===== Texte =====

Les recommandations de Dieu dans le Deutéronome que nous avons entendues ne sont pas restées lettre morte puisque le psalmiste, en fils reconnaissant, a su les écouter, les accueillir, les mettre à son profit dans sa vie, et il le chante. C’est ce que nous avons chanté dans le psaume. Il reconnaît dans le Seigneur, sa force, son rempart, sa forteresse, son libérateur, son bouclier, sa victoire. Ce sont ses mots. Sa reconnaissance se fait louange et action de grâce. Lorsque le cœur aime et est aimé, il chante !
De ce fait, il me vient aussi à l’esprit, une histoire entendue. Peut-être que vous la connaissez. Il s’agit de deux serviteurs à qui leur maître avait demandé un service difficile à réaliser. Le maître avait demandé à ses deux serviteurs d’emmener chacun, deux sacs de nourriture dans la montagne, pour secourir un pauvre à trois heures de marche. Lorsque les serviteurs virent les sacs de nourriture à transporter à dos d’homme, ils se sont rendu compte que c’était au-dessus de leur force. Très inquiets, ils se sont demandé, et c’est bien légitime, comment ils allaient s’en tirer. Après réflexion, ils se sont dit, mais après tout, si on allait prier ? Et ils sont allés prier. Le lendemain, le maître a appelé l’un de ses serviteurs, et lui a dit : « Écoute, j’ai réfléchi, trois sacs suffiront, tu n’en prendras donc qu’un ». Cependant si l’un ne portait qu’un sac, l’autre en portait deux quand même.
Et c’est ainsi, qu’ils sont partis, chacun de leur côté, pour emmener les sacs de nourriture à un pauvre, dans la montagne. Chose surprenante, ils sont arrivés en même temps, par des chemins différents, très surpris, l’un et l’autre. Après avoir accompli leur service, en redescendant, celui qui n’avait porté qu’un sac dit à l’autre : « Tu sais, quand on est allé prier, moi, devant la difficulté, j’ai demandé au Seigneur d’alléger ma charge, et le Seigneur m’a écouté puisque le maître m’a demandé de ne prendre qu’un sac. » Et de dire à l’autre : « Mais toi, comment as-tu fait ? » –  « Eh bien moi, dit l’autre, j’ai demandé au Seigneur de me donner la force d’accomplir ce service, de porter cette charge avec moi, et le Seigneur m’a donné la force de porter les deux sacs de nourriture ».
Voyez, en cette affaire, il y a deux conceptions de l’amour. La première, on peut reconnaître sa fragilité et dire au Seigneur : « c’est trop lourd, je n’en suis pas capable, je n’ai pas la force, donc allège ma charge ». Et le Seigneur va écouter et par miséricorde il va faire cette grâce. Car au fond, il veut notre bonheur.

=====

__Consigne 1__:
Répondez aux questions suivantes sur le texte des deux serviteurs :
(a) En quoi se fait la reconnaissance du psalmiste ?
(b) À combien d'heures de marche se trouvait le pauvre à secourir ?
(c) Qu'a demandé au Seigneur le serviteur qui a porté deux sacs ?
__Consigne 2__: Transcrivez fidèlement le passage du texte des deux serviteurs qui commence par les mots contenant « Les recommandations de » et se termine par « aimé, il chante ! ».
__Consigne 3__: Reprenez, s'il vous plaît, le texte des deux serviteurs à la suite de sa dernière phrase et poursuivez-le.

===== Données extraites =====

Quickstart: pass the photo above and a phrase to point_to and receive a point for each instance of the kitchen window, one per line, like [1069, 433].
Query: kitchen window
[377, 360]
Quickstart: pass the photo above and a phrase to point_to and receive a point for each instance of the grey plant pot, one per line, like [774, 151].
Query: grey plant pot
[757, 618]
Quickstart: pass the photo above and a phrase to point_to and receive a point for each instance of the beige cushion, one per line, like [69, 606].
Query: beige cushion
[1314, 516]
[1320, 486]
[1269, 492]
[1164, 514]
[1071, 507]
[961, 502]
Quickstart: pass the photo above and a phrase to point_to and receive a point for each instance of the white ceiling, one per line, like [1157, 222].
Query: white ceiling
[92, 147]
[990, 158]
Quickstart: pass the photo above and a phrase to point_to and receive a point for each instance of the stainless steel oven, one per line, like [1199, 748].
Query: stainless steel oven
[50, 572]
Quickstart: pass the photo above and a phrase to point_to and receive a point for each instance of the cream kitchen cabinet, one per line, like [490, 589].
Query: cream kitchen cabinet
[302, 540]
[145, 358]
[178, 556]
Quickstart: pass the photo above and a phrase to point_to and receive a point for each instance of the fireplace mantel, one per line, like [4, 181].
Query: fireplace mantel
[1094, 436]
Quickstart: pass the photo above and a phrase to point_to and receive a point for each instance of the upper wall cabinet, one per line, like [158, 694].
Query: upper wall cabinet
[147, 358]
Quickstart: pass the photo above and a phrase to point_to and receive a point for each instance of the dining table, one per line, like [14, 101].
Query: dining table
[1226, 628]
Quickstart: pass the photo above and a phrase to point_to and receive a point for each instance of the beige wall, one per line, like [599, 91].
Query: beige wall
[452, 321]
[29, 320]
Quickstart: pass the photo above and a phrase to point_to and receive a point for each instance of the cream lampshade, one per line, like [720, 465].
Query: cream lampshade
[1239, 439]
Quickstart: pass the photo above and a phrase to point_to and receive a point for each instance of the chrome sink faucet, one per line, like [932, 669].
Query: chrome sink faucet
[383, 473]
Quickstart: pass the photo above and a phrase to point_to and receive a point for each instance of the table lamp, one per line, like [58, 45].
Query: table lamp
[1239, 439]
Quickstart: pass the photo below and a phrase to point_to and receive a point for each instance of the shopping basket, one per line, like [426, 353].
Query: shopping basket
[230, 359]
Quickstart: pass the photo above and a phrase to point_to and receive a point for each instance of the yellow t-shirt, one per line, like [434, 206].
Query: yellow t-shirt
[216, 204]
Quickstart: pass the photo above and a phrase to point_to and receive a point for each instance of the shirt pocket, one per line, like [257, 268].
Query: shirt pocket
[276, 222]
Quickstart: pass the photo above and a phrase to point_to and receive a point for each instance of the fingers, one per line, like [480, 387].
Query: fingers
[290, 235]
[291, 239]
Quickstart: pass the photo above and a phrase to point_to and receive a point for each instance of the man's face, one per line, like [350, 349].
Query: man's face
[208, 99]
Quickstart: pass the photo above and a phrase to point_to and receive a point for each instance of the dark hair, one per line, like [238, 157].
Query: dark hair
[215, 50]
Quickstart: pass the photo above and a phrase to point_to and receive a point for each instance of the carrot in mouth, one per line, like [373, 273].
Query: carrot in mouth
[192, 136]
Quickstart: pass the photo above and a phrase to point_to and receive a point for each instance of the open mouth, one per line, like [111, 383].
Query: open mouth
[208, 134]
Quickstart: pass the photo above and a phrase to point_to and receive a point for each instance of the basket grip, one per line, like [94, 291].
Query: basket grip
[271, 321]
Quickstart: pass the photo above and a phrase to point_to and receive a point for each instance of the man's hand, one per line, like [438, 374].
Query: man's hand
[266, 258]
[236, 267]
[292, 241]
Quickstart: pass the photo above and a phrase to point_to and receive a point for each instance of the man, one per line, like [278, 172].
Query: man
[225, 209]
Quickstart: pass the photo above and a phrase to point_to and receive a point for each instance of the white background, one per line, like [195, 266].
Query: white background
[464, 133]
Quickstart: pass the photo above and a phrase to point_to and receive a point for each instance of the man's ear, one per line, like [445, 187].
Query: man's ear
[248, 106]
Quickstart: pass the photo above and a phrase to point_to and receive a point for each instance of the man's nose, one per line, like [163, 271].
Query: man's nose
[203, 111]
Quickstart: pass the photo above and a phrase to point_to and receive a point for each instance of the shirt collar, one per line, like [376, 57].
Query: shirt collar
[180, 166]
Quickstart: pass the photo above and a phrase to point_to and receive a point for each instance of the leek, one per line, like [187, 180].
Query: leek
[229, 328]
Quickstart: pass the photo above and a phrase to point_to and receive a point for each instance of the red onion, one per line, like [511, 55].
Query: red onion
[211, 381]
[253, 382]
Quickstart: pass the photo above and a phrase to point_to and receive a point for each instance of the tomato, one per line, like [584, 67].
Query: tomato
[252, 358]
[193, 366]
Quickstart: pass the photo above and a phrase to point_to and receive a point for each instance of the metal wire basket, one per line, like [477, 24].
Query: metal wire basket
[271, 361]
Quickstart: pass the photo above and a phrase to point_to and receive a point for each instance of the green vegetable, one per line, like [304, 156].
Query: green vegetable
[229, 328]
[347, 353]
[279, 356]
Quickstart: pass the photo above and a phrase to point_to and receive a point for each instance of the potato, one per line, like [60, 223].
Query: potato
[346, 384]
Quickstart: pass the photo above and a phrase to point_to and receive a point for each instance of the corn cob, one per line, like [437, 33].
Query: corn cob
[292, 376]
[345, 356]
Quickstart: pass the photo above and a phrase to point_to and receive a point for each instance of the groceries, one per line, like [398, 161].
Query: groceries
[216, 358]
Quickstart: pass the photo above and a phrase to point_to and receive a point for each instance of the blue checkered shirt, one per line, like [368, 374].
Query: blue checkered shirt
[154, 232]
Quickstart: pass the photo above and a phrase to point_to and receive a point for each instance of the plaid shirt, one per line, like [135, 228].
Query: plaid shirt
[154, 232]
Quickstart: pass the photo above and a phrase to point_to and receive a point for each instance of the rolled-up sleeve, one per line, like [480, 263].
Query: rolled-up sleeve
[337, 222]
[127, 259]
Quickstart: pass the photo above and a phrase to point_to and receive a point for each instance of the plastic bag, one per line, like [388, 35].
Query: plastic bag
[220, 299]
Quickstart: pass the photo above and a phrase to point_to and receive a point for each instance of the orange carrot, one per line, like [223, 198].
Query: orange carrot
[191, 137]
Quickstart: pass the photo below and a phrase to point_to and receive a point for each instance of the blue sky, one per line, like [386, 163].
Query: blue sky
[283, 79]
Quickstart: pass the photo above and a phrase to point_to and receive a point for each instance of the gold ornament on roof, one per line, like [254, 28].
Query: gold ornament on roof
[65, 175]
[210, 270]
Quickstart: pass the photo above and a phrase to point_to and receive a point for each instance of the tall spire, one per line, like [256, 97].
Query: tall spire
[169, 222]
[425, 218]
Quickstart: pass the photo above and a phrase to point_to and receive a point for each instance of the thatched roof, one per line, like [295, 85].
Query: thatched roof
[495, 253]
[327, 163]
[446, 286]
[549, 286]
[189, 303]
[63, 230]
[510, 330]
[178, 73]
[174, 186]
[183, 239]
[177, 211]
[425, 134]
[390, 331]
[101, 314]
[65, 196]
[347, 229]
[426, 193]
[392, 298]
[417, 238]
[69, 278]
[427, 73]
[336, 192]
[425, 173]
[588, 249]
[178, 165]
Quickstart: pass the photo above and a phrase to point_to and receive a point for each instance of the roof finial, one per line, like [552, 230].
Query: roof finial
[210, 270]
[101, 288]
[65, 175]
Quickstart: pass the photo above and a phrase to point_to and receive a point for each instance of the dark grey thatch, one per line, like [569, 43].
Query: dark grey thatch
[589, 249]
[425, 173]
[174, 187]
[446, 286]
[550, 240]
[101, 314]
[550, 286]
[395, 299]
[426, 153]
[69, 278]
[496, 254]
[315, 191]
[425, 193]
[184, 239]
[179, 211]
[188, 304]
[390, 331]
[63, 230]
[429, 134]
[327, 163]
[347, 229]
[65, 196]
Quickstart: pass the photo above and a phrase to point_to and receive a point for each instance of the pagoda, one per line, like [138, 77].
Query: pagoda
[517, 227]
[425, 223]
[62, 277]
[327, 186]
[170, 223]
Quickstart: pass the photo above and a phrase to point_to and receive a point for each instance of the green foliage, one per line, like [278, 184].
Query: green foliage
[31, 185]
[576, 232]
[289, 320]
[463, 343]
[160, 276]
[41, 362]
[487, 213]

=====

__Réponse finale 1__:
(a) En louange et action de grâce.
(b) À trois heures de marche.
(c) La force d'accomplir ce service et de porter cette charge avec lui.

__Réponse finale 2__:
Les recommandations de Dieu dans le Deutéronome que nous avons entendues ne sont pas restées lettre morte puisque le psalmiste, en fils reconnaissant, a su les écouter, les accueillir, les mettre à son profit dans sa vie, et il le chante. C’est ce que nous avons chanté dans le psaume. Il reconnaît dans le Seigneur, sa force, son rempart, sa forteresse, son libérateur, son bouclier, sa victoire. Ce sont ses mots. Sa reconnaissance se fait louange et action de grâce. Lorsque le cœur aime et est aimé, il chante !

__Réponse finale 3__:
Mais nous avons entendu aussi la confiance du psalmiste dans le psaume : « Seigneur, je t’aime, parce que tu me donnes la force ». Le deuxième serviteur, lui, s’en est complètement remis au Seigneur, et a demandé au Seigneur de porter avec lui la charge, et c’est ce qui s’est passé. Mais je pense que Dieu lui a inspiré cette prière. Nous avons deux conceptions de vie chrétienne. On peut accepter de suivre le Seigneur de deux manières différentes. Le Seigneur ne nous reprochera pas d’avoir choisi l’une ou l’autre, car il respecte infiniment notre liberté, mais ce qu’il nous demande, c’est surtout d’aimer, car au fond l’amour vrai nous dicte la conduite pour plaire à Dieu et pour le service du prochain.
Tout est fait pour et par amour. Nous pouvons comprendre que le service de porter la charge sur les épaules des serviteurs pour secourir un frère, est le symbole de la croix, du fardeau de notre humanité, dont la lettre aux Hébreux nous révèle qu’elle a été assumée par le Fils. Il l’assume en tant que Grand Prêtre pour sauver d’une manière définitive ceux qui s’avancent vers Dieu afin d’intercéder en leur faveur, en donnant sa vie en sacrifice.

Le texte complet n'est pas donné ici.